▶ [ASSIGNED TASK 1]
Answer these about the post on the Held in Hope books:
(a) How many years ago was the series published?
(b) What age group were the stories meant for?
(c) What do the images use to explore the grief stages?
▶ [ASSIGNED TASK 2] Resume the post on the Held in Hope books, carrying on from its last sentence.

▶ [EXCERPT]
Every family should have these books!
That’s what I used to tell people, anyway.
It’s 4 years now since I published the Held in Hope series with Christian Education and the Chaplains at Birmingham Children’s Hospital. Our remit was to produce some Christian stories for young children (under 7) about sickness and death. At the time, I always told people that every school, every childrens group, every home should have a set, so that issues of faith and sickness and death are explored before they need to be. This way, when the time comes and we experience sickness and death for the first time, we are already a little bit equipped with language and thinking and a perhaps way to find some hope.
Then I had my own children.
And I had to determine: Did I really believe what I had told others? I had seen these books make a lot of grown adults cry. The books are the stories of a girl going to hospital for the first time, a boy who has to stay in the hopsital, a child who knows he will die early and a boy whose sister has died. The images are full of emotion, exploring the grief stages using texture and colours. The videos draw a listener into the vulnerability of the stories.

▶ [DATA SECTION]

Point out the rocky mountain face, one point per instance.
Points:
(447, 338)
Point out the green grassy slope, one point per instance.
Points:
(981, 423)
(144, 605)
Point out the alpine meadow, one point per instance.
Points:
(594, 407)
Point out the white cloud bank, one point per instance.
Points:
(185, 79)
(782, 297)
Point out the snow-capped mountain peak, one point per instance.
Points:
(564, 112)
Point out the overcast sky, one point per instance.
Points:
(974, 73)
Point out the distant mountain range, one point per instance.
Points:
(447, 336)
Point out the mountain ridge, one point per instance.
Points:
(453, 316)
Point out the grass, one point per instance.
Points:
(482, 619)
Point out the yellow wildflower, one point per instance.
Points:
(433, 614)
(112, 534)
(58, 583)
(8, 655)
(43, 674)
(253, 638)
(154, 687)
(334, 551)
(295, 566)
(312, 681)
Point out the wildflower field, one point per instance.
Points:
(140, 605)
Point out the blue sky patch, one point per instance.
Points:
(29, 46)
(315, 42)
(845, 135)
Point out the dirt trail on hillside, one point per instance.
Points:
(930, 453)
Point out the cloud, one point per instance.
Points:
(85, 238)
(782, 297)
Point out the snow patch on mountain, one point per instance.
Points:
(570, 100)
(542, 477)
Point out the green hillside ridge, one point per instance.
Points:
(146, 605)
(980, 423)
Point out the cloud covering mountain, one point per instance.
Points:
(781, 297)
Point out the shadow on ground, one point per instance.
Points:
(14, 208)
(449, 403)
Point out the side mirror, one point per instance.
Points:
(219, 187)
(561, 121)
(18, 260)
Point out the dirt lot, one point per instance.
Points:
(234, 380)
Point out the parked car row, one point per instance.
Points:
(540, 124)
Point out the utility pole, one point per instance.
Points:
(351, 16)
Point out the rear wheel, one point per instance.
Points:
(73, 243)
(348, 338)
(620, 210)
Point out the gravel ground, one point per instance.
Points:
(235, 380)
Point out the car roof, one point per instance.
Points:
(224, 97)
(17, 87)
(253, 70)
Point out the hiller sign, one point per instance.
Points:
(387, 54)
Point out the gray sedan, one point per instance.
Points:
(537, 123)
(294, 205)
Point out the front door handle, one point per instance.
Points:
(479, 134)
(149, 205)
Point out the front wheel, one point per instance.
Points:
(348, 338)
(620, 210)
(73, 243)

▶ [WRITTEN ANSWER 1]
(a) 4 years
(b) Young children under 7
(c) Texture and colours

▶ [WRITTEN ANSWER 2]
Last summer, when my two girls were 1 and 3, I did it. I took out the set of Held in Hope books and put them with their others books. As usual, they spotted the new books straight away and brought them out to be read. One by one, I worked my way through the books, not giving any explanation but treating them the same as Maisy Goes Camping and What the Ladybird Heard. The girls listened, talked about the pictures, then moved on to other books. I wondered if they’d even noticed the content was different!
As we read the stories again later that week, when Josh drew pictures of his rooms in heaven, we chatted about what our rooms in heaven might be like.
About six months later, we were in the bathroom and my 3-year-old said to me out of the blue, “Mummy, there’s no pain in heaven, is there?”
“No” I replied.
A little 2-year-old voice piped up from the other side of the room, “No, Jesus, He takes all the pain away.”
While I was still reeling from their bold insight, my 3-year-old continued, “Yes, Jesus wipes all the pain away like wiping up milk.”
Wow.
I discovered later that day that earlier there had been a ‘spillage in the village’ incident with milk on the table. Daddy had said it wasn’t a problem and got some cloths to wipe it up. My three-year-old had connected Daddy’s calm, loving response to her accident with God’s restoration of our bodies when we arrive in heaven. Awesome.
So, yes, every school, every children’s group, and every home should have a set of these books, if only to help us adults realise that children can handle far more than we imagine and that their spirituality, in many ways, goes beyond our own.